┌──

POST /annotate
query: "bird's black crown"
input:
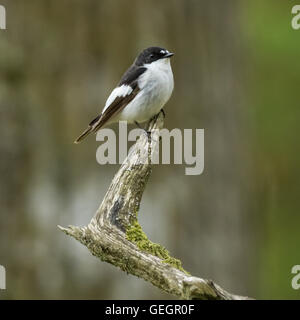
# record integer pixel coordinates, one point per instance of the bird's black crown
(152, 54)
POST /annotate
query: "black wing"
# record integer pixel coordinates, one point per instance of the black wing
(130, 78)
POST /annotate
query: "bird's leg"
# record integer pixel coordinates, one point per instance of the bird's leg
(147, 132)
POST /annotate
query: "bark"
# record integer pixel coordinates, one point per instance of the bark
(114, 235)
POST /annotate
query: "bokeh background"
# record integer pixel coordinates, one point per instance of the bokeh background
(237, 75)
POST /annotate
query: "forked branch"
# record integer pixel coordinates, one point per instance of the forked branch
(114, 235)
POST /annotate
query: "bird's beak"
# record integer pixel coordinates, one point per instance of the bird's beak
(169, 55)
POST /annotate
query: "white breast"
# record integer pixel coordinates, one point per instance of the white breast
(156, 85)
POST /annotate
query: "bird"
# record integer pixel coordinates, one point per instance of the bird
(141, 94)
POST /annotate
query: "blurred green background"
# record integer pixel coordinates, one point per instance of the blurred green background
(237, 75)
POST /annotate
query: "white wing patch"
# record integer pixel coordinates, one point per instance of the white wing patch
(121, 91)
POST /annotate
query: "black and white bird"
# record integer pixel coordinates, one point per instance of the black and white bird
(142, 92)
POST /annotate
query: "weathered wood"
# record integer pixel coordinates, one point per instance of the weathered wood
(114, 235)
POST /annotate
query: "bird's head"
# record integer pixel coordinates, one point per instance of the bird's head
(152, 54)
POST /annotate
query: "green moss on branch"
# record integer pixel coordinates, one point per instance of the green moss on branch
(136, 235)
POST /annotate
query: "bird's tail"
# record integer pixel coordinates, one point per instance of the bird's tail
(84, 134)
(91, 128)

└──

* _WHAT IS NEEDED_:
Before you finish, make sure every line above has been repeated exactly and no picture remains in the copy.

* _RESULT_:
POST /annotate
query: "bird's black crown"
input:
# record integer pixel coordinates, one point per instance of the bird's black crown
(152, 54)
POST /annotate
query: "black wing"
# record integer pixel coordinates, one point per instance of the black wing
(130, 78)
POST /annotate
query: "bird's leg"
# record integer pixel coordinates, one point per instance of the bird's leg
(147, 132)
POST /annotate
query: "bark"
# record integer pixel coordinates, one point per instance of the bark
(114, 235)
POST /annotate
query: "bokeh background"
# record integer pixel coordinates, one point per instance of the bokeh background
(237, 75)
POST /annotate
query: "forked branch"
# record integer pixel coordinates, one point per instance of the forked branch
(114, 235)
POST /annotate
query: "bird's beak"
# record integer pixel coordinates, one point per instance of the bird's beak
(169, 55)
POST /annotate
query: "white breast"
# record integer pixel coordinates, one point per instance of the white breast
(156, 85)
POST /annotate
query: "bird"
# record integer pixel coordinates, one point per instance of the bird
(141, 94)
POST /annotate
query: "blurred green background"
# record integer pixel coordinates, one point per instance of the blurred green background
(237, 75)
POST /annotate
query: "white wing patch"
# record integer pixel coordinates, one point per instance of the white wing patch
(121, 91)
POST /annotate
query: "black and white bird"
# record integer pixel coordinates, one point per instance of the black and white bird
(142, 92)
POST /annotate
query: "weathered wood"
# record integer pixel coordinates, one point per instance of the weathered wood
(114, 235)
POST /annotate
query: "bird's head"
# record integer pixel coordinates, one point per instance of the bird's head
(152, 54)
POST /annotate
query: "green moss on branch"
# record integer pixel coordinates, one point per instance of the green moss on branch
(136, 235)
POST /annotate
query: "bird's tail"
# record integer pixel coordinates, one point per instance of the bird's tail
(84, 134)
(91, 128)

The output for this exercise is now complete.